::: EXTRAIT CITÉ

Il a pu par exemple rêver de voler, de tomber dans le vide, de voir des serpents au fond d’une caverne.

2-Le contenu latent : Il est, quant à lui, la véritable signification du rêve, cachée sous la surface du contenu manifeste. Freud a découvert que les éléments de certains rêves recèlent une signification symbolique liée à des désirs inconscients refoulés.

Le travail du psychanalyste tout au long de la cure est alors d’aider son patient à décrypter le « langage » du rêve pour en découvrir la véritable signification, souvent liée à des pulsions, des angoisses ou des conflits non résolus.

Freud explique que c’est un mécanisme de censure qui transforme le contenu latent inconscient, en contenu manifeste afin de le rendre moins choquant et plus « présentable ».

::::::
::: CONTENU PRÉSENTÉ

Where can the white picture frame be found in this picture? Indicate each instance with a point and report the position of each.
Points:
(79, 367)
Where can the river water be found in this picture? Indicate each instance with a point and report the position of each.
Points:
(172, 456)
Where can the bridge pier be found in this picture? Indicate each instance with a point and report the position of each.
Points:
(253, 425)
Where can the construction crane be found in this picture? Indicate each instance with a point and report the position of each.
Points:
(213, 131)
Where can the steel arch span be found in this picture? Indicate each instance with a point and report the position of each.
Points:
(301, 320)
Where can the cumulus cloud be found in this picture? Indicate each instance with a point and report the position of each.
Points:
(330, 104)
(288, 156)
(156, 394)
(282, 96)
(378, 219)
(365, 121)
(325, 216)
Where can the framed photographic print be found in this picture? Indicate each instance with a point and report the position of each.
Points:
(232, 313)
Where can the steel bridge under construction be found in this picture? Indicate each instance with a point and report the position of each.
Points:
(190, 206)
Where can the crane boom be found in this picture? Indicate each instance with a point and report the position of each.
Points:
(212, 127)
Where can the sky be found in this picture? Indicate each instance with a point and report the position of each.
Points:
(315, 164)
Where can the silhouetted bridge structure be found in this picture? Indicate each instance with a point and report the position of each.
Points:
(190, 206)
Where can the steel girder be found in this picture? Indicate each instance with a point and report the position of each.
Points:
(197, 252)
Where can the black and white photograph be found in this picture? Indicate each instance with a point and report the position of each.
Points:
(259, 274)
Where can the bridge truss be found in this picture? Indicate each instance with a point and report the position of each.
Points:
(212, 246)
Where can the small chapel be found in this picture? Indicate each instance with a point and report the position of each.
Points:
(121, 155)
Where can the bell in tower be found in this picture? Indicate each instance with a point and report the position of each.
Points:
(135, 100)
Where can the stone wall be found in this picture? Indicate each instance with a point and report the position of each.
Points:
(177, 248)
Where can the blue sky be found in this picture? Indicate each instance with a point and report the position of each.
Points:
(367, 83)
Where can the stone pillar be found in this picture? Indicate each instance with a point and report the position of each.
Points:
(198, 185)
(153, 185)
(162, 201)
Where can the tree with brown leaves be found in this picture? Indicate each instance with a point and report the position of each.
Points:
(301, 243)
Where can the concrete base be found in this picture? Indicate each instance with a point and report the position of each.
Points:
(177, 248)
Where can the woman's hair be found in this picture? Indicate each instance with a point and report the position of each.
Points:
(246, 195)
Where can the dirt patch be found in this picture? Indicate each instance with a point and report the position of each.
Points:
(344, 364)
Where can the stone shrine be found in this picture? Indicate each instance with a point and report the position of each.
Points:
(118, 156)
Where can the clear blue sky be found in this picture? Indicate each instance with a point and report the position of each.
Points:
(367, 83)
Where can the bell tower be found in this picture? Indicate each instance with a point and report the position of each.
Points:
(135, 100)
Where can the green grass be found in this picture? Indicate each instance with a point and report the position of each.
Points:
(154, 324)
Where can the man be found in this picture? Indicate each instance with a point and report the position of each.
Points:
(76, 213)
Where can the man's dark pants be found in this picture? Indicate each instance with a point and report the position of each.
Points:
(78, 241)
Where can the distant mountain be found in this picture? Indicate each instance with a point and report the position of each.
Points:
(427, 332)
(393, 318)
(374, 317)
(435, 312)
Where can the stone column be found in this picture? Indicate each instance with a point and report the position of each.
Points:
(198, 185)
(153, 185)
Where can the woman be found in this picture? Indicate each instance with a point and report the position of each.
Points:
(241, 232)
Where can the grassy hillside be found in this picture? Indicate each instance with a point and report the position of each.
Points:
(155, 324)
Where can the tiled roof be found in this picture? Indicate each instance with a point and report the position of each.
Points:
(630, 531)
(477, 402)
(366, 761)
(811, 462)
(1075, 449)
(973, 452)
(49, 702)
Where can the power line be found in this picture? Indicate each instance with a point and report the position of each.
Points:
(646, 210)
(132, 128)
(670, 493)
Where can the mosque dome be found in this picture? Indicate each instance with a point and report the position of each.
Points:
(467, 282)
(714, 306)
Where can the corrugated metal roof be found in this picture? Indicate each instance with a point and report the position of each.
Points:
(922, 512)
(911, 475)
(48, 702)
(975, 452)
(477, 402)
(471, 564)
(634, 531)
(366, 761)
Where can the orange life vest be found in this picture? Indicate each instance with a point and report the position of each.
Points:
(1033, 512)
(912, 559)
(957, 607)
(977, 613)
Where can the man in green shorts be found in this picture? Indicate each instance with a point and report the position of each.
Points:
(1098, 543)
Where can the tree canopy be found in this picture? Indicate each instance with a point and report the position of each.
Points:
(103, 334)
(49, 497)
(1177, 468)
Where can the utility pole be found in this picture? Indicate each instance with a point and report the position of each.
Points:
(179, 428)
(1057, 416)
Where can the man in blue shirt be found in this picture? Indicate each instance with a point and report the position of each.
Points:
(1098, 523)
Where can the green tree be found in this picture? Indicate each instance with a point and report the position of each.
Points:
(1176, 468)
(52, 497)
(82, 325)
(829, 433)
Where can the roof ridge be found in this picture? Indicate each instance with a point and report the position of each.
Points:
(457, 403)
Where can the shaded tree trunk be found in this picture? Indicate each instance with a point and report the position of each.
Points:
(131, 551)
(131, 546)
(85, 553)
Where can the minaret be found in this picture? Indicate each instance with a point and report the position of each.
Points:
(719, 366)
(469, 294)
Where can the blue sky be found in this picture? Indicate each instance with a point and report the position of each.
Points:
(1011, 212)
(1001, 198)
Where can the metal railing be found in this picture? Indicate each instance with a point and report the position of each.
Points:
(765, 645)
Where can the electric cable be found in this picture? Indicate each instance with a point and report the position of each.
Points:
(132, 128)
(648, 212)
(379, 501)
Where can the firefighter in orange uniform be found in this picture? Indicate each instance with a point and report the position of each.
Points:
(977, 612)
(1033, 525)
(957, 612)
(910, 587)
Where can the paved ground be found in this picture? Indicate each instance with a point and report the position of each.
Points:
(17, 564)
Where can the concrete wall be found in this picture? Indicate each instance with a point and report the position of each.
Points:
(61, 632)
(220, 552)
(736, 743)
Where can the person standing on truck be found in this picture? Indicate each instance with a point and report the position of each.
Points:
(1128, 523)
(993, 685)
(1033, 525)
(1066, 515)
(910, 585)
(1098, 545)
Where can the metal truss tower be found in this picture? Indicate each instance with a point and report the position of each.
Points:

::::::

D'après l'extrait sur les rêves, qu'est-ce qui transforme le contenu latent en contenu manifeste selon Freud ? Les enregistrements ne jouent aucun rôle ici.

Un mécanisme de censure.